▸ **Data**:
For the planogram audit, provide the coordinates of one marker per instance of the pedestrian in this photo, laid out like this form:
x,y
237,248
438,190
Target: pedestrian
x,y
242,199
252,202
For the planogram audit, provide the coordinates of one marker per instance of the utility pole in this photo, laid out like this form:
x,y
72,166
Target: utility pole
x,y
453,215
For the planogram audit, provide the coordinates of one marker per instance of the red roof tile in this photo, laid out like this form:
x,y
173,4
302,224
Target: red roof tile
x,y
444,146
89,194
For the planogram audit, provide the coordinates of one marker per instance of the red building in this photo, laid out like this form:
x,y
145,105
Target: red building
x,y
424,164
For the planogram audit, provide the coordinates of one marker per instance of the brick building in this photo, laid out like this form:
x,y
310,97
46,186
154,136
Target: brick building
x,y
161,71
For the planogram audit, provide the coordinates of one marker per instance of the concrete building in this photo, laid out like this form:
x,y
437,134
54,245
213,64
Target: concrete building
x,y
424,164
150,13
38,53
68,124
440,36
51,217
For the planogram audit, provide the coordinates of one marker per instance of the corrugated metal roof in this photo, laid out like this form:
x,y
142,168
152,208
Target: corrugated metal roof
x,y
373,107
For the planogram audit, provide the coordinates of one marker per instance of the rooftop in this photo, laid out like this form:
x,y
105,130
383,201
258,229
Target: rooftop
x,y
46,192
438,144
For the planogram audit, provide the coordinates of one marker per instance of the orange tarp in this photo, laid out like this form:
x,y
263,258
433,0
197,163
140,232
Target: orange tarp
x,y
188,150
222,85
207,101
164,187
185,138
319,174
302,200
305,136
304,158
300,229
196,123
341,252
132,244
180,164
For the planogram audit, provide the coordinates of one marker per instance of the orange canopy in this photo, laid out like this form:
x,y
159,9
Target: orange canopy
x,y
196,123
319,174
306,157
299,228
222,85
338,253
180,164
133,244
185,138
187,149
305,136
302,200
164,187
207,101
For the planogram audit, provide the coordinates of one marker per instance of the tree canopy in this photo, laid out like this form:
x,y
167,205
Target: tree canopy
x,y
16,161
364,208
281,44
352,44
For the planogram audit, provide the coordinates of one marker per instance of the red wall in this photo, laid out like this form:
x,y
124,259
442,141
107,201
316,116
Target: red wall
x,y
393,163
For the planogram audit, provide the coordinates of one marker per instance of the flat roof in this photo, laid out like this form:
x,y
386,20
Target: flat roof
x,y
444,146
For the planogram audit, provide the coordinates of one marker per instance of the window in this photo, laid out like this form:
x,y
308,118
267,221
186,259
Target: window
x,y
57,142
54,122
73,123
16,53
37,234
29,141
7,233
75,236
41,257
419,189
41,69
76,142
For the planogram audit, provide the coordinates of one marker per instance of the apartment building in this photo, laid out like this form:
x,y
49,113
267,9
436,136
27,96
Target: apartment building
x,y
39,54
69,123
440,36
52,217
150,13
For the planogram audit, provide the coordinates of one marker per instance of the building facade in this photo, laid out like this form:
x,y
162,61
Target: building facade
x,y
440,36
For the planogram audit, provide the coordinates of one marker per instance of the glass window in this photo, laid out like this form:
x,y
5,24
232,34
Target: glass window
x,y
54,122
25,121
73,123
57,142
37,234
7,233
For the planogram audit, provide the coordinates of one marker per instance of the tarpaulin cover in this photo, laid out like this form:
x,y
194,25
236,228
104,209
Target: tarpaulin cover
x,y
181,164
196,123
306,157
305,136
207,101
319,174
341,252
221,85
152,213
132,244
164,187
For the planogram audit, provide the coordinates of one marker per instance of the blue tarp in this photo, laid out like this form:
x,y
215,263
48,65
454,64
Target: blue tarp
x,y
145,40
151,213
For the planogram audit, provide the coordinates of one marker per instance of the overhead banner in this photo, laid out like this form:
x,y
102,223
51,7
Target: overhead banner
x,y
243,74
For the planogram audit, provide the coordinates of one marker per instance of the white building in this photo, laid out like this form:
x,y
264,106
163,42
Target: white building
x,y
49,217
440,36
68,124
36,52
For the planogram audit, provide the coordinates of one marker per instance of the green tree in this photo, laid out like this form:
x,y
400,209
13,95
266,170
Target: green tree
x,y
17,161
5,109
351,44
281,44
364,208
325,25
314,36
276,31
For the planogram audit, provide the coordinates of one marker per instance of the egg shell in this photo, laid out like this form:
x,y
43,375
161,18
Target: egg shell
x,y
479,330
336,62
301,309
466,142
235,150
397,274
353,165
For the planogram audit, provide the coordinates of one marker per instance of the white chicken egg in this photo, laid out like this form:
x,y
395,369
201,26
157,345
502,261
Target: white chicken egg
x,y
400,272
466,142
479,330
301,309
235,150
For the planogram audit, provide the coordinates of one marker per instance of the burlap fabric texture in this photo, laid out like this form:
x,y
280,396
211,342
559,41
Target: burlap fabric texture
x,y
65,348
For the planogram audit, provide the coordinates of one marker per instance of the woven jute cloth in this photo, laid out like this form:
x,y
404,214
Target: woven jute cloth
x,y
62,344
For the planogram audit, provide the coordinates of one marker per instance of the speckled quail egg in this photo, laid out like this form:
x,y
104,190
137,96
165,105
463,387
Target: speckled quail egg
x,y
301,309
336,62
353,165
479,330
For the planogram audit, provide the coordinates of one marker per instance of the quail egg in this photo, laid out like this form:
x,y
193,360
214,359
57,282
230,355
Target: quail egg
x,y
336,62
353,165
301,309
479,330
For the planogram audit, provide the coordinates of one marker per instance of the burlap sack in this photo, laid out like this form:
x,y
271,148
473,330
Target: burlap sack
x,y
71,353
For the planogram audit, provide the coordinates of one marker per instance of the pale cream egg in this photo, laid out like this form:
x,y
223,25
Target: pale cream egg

▸ **Brief**: Copy every record exactly, with nothing added or dropped.

▸ **Answer box**:
For the planogram audit, provide the coordinates of one marker per instance of the pedestrian in this photo, laid out like this form:
x,y
237,248
438,190
Target: pedestrian
x,y
242,199
252,202
For the planogram audit, provide the coordinates of one marker per instance of the utility pole in this photo, laid out like this form:
x,y
72,166
Target: utility pole
x,y
453,215
For the planogram audit, provide the coordinates of one marker per instance of the red roof tile in this photo, laid out like this form:
x,y
173,4
302,224
Target: red roof tile
x,y
444,146
89,194
For the planogram audit, provide the coordinates of one marker per instance of the red building in this photo, laid out like this form:
x,y
145,105
Target: red building
x,y
424,164
For the planogram audit, provide the coordinates of one marker per instance of the brick building in this photo, laid out like this form:
x,y
310,97
46,186
154,136
Target: brick building
x,y
161,71
For the planogram audit, provide the coordinates of one marker per instance of the concrete building in this photo, laid out like this form:
x,y
437,134
54,245
213,64
Target: concrete building
x,y
424,164
150,13
38,53
68,124
440,36
51,217
For the planogram audit, provide the coordinates of one marker per instance of the corrugated metal roof in this photo, laid out like this form:
x,y
142,168
152,208
Target: corrugated metal roof
x,y
373,107
For the planogram audit, provide the coordinates of one marker per instance of the rooftop in this photo, laid out like this form:
x,y
105,130
383,201
258,229
Target: rooftop
x,y
46,192
438,144
For the planogram audit, provide the coordinates of one marker per instance of the orange tarp in this photo, laid out like this form:
x,y
263,258
433,0
197,163
140,232
Target: orange tarp
x,y
188,150
222,85
207,101
164,187
185,138
319,174
302,200
305,136
304,158
300,229
196,123
341,252
132,244
180,164
For the planogram audit, provide the coordinates of one marker per instance of the orange canopy in this photo, laid out like this form:
x,y
159,9
Target: orange canopy
x,y
196,123
319,174
306,157
299,228
222,85
338,253
180,164
133,244
185,138
187,149
305,136
302,200
164,187
207,101
For the planogram audit, provide the coordinates of one marker per instance of the tree canopy in this photo, laid out like this form:
x,y
167,205
Target: tree canopy
x,y
16,161
364,208
281,44
352,44
For the planogram audit, provide the coordinates of one marker per instance of the red wall in this photo, laid out like this form:
x,y
124,259
442,141
107,201
316,116
Target: red wall
x,y
393,163
For the planogram audit, provide the coordinates of one marker per instance of the flat roof in this photo, laid out like this form:
x,y
386,20
Target: flat roof
x,y
444,146
For the planogram audit, provide the coordinates of one marker per instance of the window in this photo, laid out like this form:
x,y
308,118
267,221
186,259
Target: window
x,y
57,142
54,122
73,123
16,53
37,234
29,141
7,233
75,236
41,257
419,189
41,69
76,142
For the planogram audit, provide the coordinates of one marker per instance of the apartment building in this photo, laid out like this form:
x,y
49,113
267,9
436,136
27,96
Target: apartment building
x,y
39,54
69,123
440,36
52,217
150,13
For the planogram audit, provide the coordinates of one marker per instance of the building facade in this photo, laid out like this form:
x,y
162,61
Target: building facade
x,y
440,36
For the planogram audit, provide the coordinates of one marker per instance of the glass window in this photo, laid out like this form:
x,y
5,24
232,34
Target: glass window
x,y
54,122
25,121
73,123
57,142
37,234
7,233
For the planogram audit, provide the coordinates of one marker per instance of the tarpaulin cover in this photo, laid out like this form:
x,y
194,25
236,228
104,209
Target: tarpaulin cover
x,y
181,164
196,123
306,157
305,136
207,101
319,174
341,252
221,85
152,213
132,244
164,187
For the planogram audit, provide the coordinates of one marker per instance of the blue tarp in this photo, laid out like this form:
x,y
215,263
48,65
454,64
Target: blue tarp
x,y
145,40
151,213
For the planogram audit, provide the coordinates of one marker per instance of the overhead banner in this photo, laid out like this form:
x,y
102,223
51,7
Target: overhead banner
x,y
243,74
For the planogram audit, provide the coordinates of one marker per instance of the white building in this photo, laid out like this form:
x,y
264,106
163,42
Target: white building
x,y
49,217
440,36
68,124
36,52
For the planogram audit, provide the coordinates of one marker per instance of the green tree in this photo, laid out like this form:
x,y
400,209
13,95
266,170
Target: green tree
x,y
17,161
5,109
351,44
281,44
364,208
325,25
314,36
276,31
For the planogram audit, provide the coordinates of one marker per instance of the egg shell in this photo, laid out like this form:
x,y
43,375
161,18
Target: egg shell
x,y
479,330
336,62
301,309
466,142
235,150
397,274
353,165
For the planogram audit, provide the coordinates of one marker per instance of the white chicken egg in this photo, laid out like this form:
x,y
395,369
201,26
157,345
502,261
Target: white chicken egg
x,y
400,272
466,142
479,330
301,309
235,150
For the planogram audit, provide the coordinates of one marker per instance of the burlap fabric texture in this photo, laid out like this form:
x,y
280,396
211,342
559,41
Target: burlap fabric texture
x,y
65,348
For the planogram audit, provide the coordinates of one marker per instance of the woven jute cloth in this photo, laid out like this form:
x,y
404,214
Target: woven jute cloth
x,y
62,344
For the planogram audit, provide the coordinates of one marker per instance of the speckled quail egg in this photo, laid out like this form:
x,y
104,190
137,96
165,105
463,387
Target: speckled quail egg
x,y
301,309
336,62
353,165
479,330
For the planogram audit, provide the coordinates of one marker per instance of the quail egg in this photo, laid out like this form:
x,y
193,360
214,359
57,282
230,355
Target: quail egg
x,y
336,62
353,165
301,309
479,330
For the planogram audit, provide the coordinates of one marker per instance of the burlap sack in this photo, laid out like this form:
x,y
271,148
473,330
Target: burlap sack
x,y
71,353
For the planogram audit, provide the coordinates of one marker per instance of the pale cream egg in this photo, laid out like this form:
x,y
223,25
Target: pale cream egg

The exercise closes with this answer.